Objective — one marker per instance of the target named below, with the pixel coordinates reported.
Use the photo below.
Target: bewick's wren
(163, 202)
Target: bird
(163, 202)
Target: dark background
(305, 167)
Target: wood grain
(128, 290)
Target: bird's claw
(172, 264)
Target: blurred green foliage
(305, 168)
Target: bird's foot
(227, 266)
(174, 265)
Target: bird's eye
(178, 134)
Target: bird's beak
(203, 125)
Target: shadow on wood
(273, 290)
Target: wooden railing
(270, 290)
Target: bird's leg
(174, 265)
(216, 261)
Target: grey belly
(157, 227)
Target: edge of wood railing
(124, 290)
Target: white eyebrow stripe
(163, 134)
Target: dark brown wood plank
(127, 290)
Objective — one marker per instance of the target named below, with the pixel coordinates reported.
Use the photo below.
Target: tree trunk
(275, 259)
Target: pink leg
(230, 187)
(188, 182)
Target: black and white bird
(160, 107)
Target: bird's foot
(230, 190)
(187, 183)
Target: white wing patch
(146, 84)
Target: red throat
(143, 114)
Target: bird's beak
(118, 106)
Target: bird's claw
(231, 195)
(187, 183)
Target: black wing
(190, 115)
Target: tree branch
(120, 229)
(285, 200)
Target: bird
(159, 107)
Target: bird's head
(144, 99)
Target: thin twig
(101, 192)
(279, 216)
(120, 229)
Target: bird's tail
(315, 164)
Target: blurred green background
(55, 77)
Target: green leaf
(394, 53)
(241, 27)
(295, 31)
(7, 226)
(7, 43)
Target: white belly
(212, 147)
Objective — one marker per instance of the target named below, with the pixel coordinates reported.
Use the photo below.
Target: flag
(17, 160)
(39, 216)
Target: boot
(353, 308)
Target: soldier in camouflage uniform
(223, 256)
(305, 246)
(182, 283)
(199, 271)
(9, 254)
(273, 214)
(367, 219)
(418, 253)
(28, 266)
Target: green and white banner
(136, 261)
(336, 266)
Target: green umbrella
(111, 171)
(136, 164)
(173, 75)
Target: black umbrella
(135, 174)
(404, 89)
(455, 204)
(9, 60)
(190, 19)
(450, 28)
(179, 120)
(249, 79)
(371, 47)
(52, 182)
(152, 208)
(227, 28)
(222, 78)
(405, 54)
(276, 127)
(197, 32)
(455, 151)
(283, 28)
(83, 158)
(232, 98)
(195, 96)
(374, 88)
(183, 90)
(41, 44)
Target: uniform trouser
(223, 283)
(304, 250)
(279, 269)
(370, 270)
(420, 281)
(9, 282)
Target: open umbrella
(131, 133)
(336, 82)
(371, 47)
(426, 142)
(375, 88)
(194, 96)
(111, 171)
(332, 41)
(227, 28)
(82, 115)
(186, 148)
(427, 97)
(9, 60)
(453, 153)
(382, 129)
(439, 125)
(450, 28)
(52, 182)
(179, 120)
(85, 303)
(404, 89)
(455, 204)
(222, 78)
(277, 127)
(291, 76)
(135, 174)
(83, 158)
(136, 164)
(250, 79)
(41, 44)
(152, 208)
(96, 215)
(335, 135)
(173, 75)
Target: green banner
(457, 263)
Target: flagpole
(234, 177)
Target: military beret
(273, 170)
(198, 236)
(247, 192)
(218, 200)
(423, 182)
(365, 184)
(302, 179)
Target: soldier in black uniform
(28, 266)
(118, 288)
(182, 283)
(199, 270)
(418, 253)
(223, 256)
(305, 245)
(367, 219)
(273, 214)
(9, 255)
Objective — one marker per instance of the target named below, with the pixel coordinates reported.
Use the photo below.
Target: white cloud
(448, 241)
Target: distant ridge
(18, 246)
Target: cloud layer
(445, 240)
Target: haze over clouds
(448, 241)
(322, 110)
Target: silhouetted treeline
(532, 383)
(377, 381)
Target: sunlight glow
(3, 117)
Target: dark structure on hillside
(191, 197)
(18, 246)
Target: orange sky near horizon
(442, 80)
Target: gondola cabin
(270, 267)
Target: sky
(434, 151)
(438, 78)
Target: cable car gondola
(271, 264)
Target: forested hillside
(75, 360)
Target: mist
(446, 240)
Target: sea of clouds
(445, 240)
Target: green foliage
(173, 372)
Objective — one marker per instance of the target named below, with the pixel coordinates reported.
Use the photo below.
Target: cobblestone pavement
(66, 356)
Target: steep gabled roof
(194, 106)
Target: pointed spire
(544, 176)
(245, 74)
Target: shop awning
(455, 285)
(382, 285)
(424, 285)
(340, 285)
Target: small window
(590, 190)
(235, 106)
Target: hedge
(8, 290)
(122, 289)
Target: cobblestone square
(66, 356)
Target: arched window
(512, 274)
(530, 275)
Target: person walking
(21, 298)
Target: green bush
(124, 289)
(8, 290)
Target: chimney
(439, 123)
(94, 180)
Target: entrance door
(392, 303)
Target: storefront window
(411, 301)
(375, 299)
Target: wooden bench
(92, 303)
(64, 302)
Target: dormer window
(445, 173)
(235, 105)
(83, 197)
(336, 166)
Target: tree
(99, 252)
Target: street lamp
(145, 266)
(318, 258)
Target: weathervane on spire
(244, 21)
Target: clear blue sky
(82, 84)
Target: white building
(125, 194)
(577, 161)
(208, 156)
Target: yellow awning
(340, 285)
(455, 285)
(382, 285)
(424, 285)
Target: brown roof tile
..............................
* _DIRECTIONS_
A verbatim transcription of all the entries above is required.

* _FINISHED TASK_
Objective — one marker per instance of the target named below, with the pixel coordinates reported.
Use the photo below.
Target: bewick's wren
(163, 202)
Target: bird
(163, 202)
Target: dark background
(305, 167)
Target: wood grain
(128, 290)
Target: bird's claw
(172, 264)
Target: blurred green foliage
(305, 168)
Target: bird's foot
(227, 266)
(174, 265)
Target: bird's eye
(178, 134)
Target: bird's beak
(203, 125)
Target: shadow on wood
(273, 290)
Target: wooden railing
(270, 290)
Target: bird's leg
(174, 265)
(216, 261)
Target: grey belly
(157, 227)
Target: edge of wood railing
(124, 290)
Target: white eyebrow stripe
(163, 134)
Target: dark brown wood plank
(127, 290)
Objective — one marker per instance of the target named below, with the pixel coordinates reported.
Use the photo below.
Target: tree trunk
(275, 259)
Target: pink leg
(230, 187)
(188, 182)
Target: black and white bird
(160, 107)
Target: bird's foot
(230, 190)
(187, 183)
Target: white wing patch
(146, 84)
Target: red throat
(143, 114)
Target: bird's beak
(118, 106)
Target: bird's claw
(231, 195)
(187, 183)
Target: black wing
(190, 115)
Target: tree branch
(120, 229)
(285, 200)
Target: bird
(159, 107)
Target: bird's head
(144, 99)
Target: thin twig
(101, 192)
(279, 216)
(120, 229)
Target: bird's tail
(315, 164)
Target: blurred green background
(55, 77)
Target: green leaf
(394, 53)
(241, 27)
(295, 31)
(7, 226)
(7, 43)
Target: white belly
(212, 147)
Objective — one marker per instance of the target named below, with the pixel coordinates reported.
Use the photo below.
Target: flag
(17, 160)
(39, 216)
Target: boot
(353, 308)
Target: soldier in camouflage uniform
(223, 256)
(305, 246)
(182, 283)
(199, 271)
(9, 254)
(273, 214)
(367, 219)
(418, 253)
(28, 266)
Target: green and white banner
(136, 261)
(336, 266)
Target: green umbrella
(111, 171)
(136, 164)
(173, 75)
Target: black umbrella
(135, 174)
(404, 89)
(455, 204)
(9, 60)
(190, 19)
(450, 28)
(179, 120)
(249, 79)
(371, 47)
(52, 182)
(152, 208)
(227, 28)
(222, 78)
(405, 54)
(276, 127)
(197, 32)
(455, 151)
(283, 28)
(83, 158)
(232, 98)
(195, 96)
(374, 88)
(183, 90)
(41, 44)
Target: uniform trouser
(223, 283)
(304, 250)
(279, 269)
(370, 270)
(420, 281)
(9, 282)
Target: open umbrella
(131, 133)
(336, 82)
(371, 47)
(426, 142)
(375, 88)
(194, 96)
(111, 171)
(332, 41)
(227, 28)
(82, 115)
(186, 148)
(427, 97)
(9, 60)
(453, 153)
(382, 129)
(439, 125)
(450, 28)
(52, 182)
(179, 120)
(85, 303)
(404, 89)
(455, 204)
(222, 78)
(277, 127)
(291, 76)
(135, 174)
(83, 158)
(136, 164)
(250, 79)
(41, 44)
(152, 208)
(96, 215)
(335, 135)
(173, 75)
Target: green banner
(457, 263)
Target: flagpole
(234, 177)
Target: military beret
(273, 170)
(198, 236)
(247, 192)
(218, 200)
(423, 182)
(365, 184)
(302, 179)
Target: soldier in black uniform
(28, 266)
(118, 288)
(182, 283)
(199, 270)
(418, 253)
(223, 256)
(305, 245)
(367, 219)
(273, 214)
(9, 255)
Objective — one marker per instance of the target named below, with the pixel coordinates reported.
Use the photo below.
Target: white cloud
(448, 241)
Target: distant ridge
(18, 246)
Target: cloud layer
(445, 240)
Target: haze over clouds
(448, 241)
(322, 110)
Target: silhouetted treeline
(532, 383)
(377, 381)
Target: sunlight glow
(3, 117)
Target: dark structure on hillside
(191, 197)
(18, 246)
Target: orange sky near horizon
(442, 80)
Target: gondola cabin
(270, 267)
Target: sky
(434, 151)
(438, 78)
Target: cable car gondola
(271, 264)
Target: forested hillside
(75, 360)
Target: mist
(446, 240)
Target: sea of clouds
(445, 240)
Target: green foliage
(173, 372)
Objective — one marker per instance of the target named below, with the pixel coordinates reported.
Use the photo below.
Target: cobblestone pavement
(66, 356)
Target: steep gabled roof
(194, 106)
Target: pointed spire
(544, 176)
(245, 74)
Target: shop awning
(455, 285)
(382, 285)
(424, 285)
(340, 285)
Target: small window
(590, 190)
(235, 106)
Target: hedge
(8, 290)
(122, 289)
Target: cobblestone square
(66, 356)
Target: arched window
(512, 274)
(530, 275)
Target: person walking
(21, 298)
Target: green bush
(124, 289)
(8, 290)
Target: chimney
(439, 123)
(94, 180)
Target: entrance door
(392, 303)
Target: storefront window
(411, 301)
(375, 299)
Target: wooden bench
(92, 303)
(64, 302)
Target: dormer window
(445, 173)
(235, 105)
(83, 197)
(336, 166)
Target: tree
(99, 252)
Target: street lamp
(145, 266)
(318, 258)
Target: weathervane on spire
(244, 21)
Target: clear blue sky
(82, 84)
Target: white building
(125, 194)
(577, 161)
(208, 156)
Target: yellow awning
(340, 285)
(455, 285)
(382, 285)
(424, 285)
Target: brown roof tile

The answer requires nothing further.